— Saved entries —
-----

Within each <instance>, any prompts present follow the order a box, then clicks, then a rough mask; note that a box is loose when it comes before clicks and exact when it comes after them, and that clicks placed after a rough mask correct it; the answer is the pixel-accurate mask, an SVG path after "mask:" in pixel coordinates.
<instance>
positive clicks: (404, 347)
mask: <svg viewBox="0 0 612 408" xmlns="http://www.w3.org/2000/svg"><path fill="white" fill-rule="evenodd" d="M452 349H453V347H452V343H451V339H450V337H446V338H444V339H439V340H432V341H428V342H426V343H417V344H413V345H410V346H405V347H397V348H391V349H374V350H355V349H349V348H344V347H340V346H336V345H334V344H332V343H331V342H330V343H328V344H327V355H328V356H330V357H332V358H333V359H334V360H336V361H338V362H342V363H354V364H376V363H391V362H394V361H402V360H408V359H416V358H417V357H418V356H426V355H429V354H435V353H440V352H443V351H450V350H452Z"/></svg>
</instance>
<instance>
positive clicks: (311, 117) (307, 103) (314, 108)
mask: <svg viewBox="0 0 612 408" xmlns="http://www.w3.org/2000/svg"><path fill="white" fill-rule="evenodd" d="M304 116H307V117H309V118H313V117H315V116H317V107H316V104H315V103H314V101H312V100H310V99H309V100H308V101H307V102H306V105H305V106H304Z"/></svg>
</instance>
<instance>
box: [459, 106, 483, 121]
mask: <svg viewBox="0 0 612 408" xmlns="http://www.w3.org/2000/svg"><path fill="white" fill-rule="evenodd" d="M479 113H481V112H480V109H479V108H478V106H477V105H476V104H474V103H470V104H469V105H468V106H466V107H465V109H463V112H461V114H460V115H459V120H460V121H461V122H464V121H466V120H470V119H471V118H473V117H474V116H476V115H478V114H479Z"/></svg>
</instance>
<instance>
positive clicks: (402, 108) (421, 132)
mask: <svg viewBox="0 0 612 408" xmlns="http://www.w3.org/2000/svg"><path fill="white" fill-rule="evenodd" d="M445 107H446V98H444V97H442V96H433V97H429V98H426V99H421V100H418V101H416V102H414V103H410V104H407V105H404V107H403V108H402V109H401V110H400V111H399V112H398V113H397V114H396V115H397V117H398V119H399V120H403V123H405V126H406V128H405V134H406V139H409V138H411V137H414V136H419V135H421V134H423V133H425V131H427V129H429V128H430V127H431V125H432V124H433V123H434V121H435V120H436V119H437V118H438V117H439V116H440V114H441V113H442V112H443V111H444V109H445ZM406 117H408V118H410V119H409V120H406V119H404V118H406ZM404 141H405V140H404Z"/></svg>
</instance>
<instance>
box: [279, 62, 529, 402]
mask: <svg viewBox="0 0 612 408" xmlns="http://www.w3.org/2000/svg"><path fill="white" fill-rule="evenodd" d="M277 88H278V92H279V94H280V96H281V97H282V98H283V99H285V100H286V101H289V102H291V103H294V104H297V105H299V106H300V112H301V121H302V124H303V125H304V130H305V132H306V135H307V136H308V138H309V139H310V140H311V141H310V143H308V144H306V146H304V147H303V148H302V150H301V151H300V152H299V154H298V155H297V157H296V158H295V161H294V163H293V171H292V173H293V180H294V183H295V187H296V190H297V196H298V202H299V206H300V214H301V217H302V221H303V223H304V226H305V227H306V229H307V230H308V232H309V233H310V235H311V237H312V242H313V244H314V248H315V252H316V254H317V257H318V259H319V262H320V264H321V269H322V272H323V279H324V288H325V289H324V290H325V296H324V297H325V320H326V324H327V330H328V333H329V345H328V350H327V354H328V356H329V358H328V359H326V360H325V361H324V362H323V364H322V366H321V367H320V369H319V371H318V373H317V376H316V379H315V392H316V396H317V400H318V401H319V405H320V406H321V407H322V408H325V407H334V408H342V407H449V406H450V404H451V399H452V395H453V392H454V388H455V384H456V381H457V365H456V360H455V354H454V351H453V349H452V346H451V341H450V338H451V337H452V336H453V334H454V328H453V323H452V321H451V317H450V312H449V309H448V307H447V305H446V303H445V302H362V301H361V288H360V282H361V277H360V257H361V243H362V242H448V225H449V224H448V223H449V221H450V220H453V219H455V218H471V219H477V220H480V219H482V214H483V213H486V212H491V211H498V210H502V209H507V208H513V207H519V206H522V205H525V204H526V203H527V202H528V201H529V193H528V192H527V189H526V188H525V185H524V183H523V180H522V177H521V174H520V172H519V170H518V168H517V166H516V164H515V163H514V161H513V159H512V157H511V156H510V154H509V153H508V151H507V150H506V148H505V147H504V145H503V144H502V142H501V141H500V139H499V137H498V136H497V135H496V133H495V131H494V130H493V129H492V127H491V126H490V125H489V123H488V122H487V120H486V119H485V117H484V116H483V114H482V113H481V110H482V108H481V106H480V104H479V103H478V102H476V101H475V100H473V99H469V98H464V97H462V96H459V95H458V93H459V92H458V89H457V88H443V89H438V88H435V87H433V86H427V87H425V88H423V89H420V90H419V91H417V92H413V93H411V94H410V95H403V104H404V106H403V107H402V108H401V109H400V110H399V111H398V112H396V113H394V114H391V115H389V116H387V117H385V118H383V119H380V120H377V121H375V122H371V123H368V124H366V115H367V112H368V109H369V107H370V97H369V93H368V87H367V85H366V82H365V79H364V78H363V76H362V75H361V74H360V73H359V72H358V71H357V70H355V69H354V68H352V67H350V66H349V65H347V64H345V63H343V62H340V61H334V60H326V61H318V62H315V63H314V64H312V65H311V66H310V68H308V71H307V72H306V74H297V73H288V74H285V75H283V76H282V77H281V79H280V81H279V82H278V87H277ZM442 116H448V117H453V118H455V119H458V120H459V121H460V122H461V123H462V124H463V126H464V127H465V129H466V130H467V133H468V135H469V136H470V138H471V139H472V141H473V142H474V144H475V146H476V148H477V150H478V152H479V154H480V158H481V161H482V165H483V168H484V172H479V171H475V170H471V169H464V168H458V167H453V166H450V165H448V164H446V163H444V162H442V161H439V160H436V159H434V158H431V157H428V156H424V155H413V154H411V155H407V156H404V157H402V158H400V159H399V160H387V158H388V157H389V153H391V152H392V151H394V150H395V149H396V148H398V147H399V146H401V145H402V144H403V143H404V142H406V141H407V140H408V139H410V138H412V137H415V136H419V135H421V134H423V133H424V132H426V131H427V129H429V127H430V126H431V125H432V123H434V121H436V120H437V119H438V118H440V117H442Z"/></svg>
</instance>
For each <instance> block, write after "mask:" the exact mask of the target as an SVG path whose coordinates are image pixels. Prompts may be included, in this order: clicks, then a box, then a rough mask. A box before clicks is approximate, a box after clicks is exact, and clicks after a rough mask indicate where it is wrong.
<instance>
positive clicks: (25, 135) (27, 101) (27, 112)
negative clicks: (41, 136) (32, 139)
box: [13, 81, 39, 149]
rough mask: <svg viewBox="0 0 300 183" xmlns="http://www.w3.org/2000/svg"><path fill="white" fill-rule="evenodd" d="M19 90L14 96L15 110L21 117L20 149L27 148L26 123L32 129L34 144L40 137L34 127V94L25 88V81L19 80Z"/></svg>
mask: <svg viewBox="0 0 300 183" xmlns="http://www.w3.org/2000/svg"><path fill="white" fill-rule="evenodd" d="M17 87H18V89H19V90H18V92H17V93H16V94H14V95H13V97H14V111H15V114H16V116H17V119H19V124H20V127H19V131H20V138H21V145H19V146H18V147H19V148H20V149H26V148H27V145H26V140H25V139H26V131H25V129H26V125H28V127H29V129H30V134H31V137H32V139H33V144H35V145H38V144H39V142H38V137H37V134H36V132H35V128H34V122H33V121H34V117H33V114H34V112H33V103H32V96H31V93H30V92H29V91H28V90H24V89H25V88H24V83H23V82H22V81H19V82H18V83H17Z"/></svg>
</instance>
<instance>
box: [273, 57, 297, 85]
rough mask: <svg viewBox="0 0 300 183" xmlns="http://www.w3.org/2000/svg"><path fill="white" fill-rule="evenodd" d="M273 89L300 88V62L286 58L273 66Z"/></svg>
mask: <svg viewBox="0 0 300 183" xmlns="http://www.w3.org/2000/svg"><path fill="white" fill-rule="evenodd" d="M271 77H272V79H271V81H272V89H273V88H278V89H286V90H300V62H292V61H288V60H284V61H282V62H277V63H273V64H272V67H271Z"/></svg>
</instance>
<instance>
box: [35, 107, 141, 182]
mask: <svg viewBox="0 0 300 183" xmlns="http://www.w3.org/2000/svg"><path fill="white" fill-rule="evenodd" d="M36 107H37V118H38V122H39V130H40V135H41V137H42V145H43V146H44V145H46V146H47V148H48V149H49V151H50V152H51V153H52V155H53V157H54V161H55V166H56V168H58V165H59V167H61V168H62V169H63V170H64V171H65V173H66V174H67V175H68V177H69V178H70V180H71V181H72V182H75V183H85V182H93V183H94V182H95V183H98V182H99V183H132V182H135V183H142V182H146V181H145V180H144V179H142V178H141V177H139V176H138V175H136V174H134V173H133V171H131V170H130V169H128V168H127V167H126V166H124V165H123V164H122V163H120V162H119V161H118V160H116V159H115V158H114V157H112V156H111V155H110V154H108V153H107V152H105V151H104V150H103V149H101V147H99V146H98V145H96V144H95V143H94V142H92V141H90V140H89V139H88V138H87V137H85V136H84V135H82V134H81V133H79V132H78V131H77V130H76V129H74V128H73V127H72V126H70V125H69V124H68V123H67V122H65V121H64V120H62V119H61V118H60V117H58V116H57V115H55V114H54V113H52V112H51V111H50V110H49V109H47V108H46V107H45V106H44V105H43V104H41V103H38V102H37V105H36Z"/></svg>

-----

— GOAL OF THE EXERCISE —
Every line from the one that has "89L300 88V62L286 58L273" down to the last line above must be written out exactly, with both ends included and nothing else.

— REPLY —
rough mask: <svg viewBox="0 0 300 183" xmlns="http://www.w3.org/2000/svg"><path fill="white" fill-rule="evenodd" d="M273 89L300 88V62L286 58L273 66Z"/></svg>
mask: <svg viewBox="0 0 300 183" xmlns="http://www.w3.org/2000/svg"><path fill="white" fill-rule="evenodd" d="M271 77H272V79H271V81H272V89H273V88H278V89H286V90H300V62H292V61H288V60H284V61H282V62H277V63H273V64H272V67H271Z"/></svg>
</instance>
<instance>
box: [35, 107, 141, 182]
mask: <svg viewBox="0 0 300 183" xmlns="http://www.w3.org/2000/svg"><path fill="white" fill-rule="evenodd" d="M36 107H37V118H38V122H39V130H40V135H41V137H42V145H43V146H44V145H46V146H47V148H48V149H49V151H50V152H51V153H52V155H53V157H54V161H55V166H56V168H58V165H59V167H61V168H62V169H63V170H64V171H65V173H66V174H67V175H68V177H69V178H70V180H71V181H72V182H75V183H85V182H93V183H94V182H95V183H98V182H99V183H132V182H135V183H142V182H146V181H145V180H144V179H142V178H141V177H139V176H138V175H136V174H134V173H133V171H131V170H130V169H128V168H127V167H126V166H124V165H123V164H122V163H120V162H119V161H118V160H116V159H115V158H114V157H112V156H111V155H110V154H108V153H107V152H105V151H104V150H103V149H101V147H99V146H98V145H96V144H95V143H94V142H92V141H90V140H89V139H88V138H87V137H85V136H84V135H82V134H81V133H79V132H78V131H77V130H76V129H74V128H73V127H72V126H70V125H69V124H68V123H67V122H65V121H64V120H62V119H61V118H60V117H58V116H57V115H55V114H54V113H52V112H51V111H50V110H49V109H47V108H46V107H45V106H44V105H43V104H41V103H38V102H37V105H36Z"/></svg>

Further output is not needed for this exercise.